ABOUT THIS TASK:
Could you copy every record below exactly as it stands?

Referring expression pointing data
--*--

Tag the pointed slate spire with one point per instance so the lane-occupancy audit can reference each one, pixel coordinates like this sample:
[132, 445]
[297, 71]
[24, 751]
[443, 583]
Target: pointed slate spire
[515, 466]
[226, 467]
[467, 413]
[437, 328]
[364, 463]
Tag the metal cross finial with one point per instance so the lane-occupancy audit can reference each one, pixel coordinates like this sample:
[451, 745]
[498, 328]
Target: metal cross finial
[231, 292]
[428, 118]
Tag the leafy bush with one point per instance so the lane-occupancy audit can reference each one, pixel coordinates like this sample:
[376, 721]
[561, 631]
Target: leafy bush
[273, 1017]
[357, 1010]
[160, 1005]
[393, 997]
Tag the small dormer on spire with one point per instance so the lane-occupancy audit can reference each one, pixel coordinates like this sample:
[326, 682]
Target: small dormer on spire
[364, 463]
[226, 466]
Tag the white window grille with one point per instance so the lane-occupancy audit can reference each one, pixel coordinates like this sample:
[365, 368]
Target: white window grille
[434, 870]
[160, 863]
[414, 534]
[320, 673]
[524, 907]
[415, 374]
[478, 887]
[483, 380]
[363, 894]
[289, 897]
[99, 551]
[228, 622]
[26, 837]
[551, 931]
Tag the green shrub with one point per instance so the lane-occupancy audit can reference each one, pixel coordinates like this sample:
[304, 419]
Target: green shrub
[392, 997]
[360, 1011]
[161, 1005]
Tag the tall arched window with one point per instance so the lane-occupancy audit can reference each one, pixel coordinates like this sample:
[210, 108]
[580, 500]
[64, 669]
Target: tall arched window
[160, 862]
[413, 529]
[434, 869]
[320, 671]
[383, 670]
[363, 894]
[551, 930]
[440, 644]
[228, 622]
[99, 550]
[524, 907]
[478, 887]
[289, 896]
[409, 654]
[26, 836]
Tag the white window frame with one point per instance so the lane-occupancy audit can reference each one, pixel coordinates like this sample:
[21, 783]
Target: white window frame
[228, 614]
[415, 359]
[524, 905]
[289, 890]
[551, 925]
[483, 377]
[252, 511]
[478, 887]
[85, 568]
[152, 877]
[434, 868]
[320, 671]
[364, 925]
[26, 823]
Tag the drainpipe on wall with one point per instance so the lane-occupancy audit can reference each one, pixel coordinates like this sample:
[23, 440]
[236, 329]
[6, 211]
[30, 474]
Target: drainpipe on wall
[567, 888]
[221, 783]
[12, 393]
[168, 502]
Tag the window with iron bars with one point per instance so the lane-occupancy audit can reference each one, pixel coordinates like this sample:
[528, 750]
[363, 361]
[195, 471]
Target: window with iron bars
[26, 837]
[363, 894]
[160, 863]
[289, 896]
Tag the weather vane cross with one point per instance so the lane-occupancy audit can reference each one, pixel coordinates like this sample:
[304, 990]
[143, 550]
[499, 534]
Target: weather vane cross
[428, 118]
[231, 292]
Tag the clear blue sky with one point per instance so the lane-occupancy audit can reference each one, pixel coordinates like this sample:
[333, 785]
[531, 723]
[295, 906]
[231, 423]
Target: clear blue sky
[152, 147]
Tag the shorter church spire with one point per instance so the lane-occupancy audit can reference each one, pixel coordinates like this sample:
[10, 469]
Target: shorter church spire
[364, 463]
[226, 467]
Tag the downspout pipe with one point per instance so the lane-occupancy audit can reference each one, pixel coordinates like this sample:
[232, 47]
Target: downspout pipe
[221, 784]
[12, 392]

--*--

OUTPUT OF THE TASK:
Tag the pointed slate spire with one point per instance so the lane-occupancy audit can reference each one, pixel coordinates like this sample:
[132, 445]
[297, 71]
[24, 751]
[443, 583]
Target: pointed slate spire
[515, 466]
[226, 467]
[467, 413]
[437, 328]
[364, 463]
Tag the metal cross finial with one point per instance so the lane-occupancy audit can reference each one, pixel coordinates like this sample:
[451, 745]
[498, 328]
Target: metal cross finial
[231, 292]
[428, 118]
Tag the leafy bush with one point per instance so the lane-occupancy audit can reference each one, pixel coordinates like this sample:
[376, 721]
[561, 631]
Target: leafy bush
[273, 1017]
[357, 1010]
[160, 1005]
[393, 997]
Tag the small dormer on spire with one point per instance so the lane-occupancy audit can reference each one, pixel coordinates like this sample:
[326, 682]
Target: small dormer on spire
[364, 463]
[226, 466]
Tag the white window grille with one point per instance so the lane-occupancy audit can reference each one, pixel coordinates like this sample:
[365, 368]
Target: white window grille
[434, 870]
[160, 863]
[414, 534]
[320, 673]
[524, 907]
[415, 374]
[478, 887]
[483, 380]
[363, 894]
[289, 897]
[99, 551]
[228, 622]
[26, 837]
[551, 931]
Tag the green shrub with one point per instance so the lane-occupancy audit can reference each one, pixel coordinates like this sample:
[304, 419]
Target: green shrub
[392, 997]
[360, 1011]
[161, 1005]
Tag the tall arched window with one point per instance so the lane-occupancy audit can reference each one, pixel coordinates like this sample:
[210, 108]
[580, 500]
[64, 669]
Target: tall arched window
[160, 862]
[413, 529]
[434, 869]
[320, 671]
[383, 670]
[363, 894]
[551, 930]
[440, 644]
[228, 622]
[99, 550]
[524, 907]
[478, 887]
[289, 896]
[409, 654]
[26, 836]
Tag the white window frame with one point per instance so the lane-occupancy audit can reference each one, pixel coordinates like this sample:
[21, 783]
Target: white window frame
[228, 614]
[415, 359]
[524, 905]
[289, 890]
[551, 925]
[483, 377]
[252, 511]
[478, 887]
[85, 568]
[152, 877]
[434, 868]
[320, 671]
[364, 925]
[26, 823]
Tag the drainpipe on wall with one point per instance so the lane-occupancy audit can reference each one, pixel coordinates like this sample:
[23, 440]
[236, 329]
[6, 211]
[30, 474]
Target: drainpipe on wall
[567, 888]
[221, 783]
[12, 393]
[168, 502]
Tag the window with iron bars with one point per instance so the lane-occupancy audit can reference each one, pixel coordinates like this sample:
[528, 750]
[363, 361]
[195, 471]
Target: window with iron bars
[26, 837]
[363, 894]
[160, 863]
[289, 896]
Tag the weather vane cross with one point per instance so the lane-occupancy audit can reference each one, pixel coordinates like this sample:
[304, 990]
[143, 550]
[499, 534]
Target: weather vane cross
[428, 118]
[231, 292]
Tag the clear blue sky with one point per instance so the lane-occupancy audit can reference each one, pixel coordinates like this sample:
[333, 785]
[531, 723]
[295, 906]
[231, 423]
Target: clear blue sky
[152, 147]
Tag the shorter church spire with one point per instance so the lane-occupancy audit can reference each one, pixel coordinates like this sample:
[10, 469]
Target: shorter church spire
[364, 463]
[226, 467]
Tag the downspout pipe with one point per instance so the lane-occupancy audit can reference each one, pixel coordinates like this sample:
[232, 47]
Target: downspout pipe
[221, 784]
[12, 392]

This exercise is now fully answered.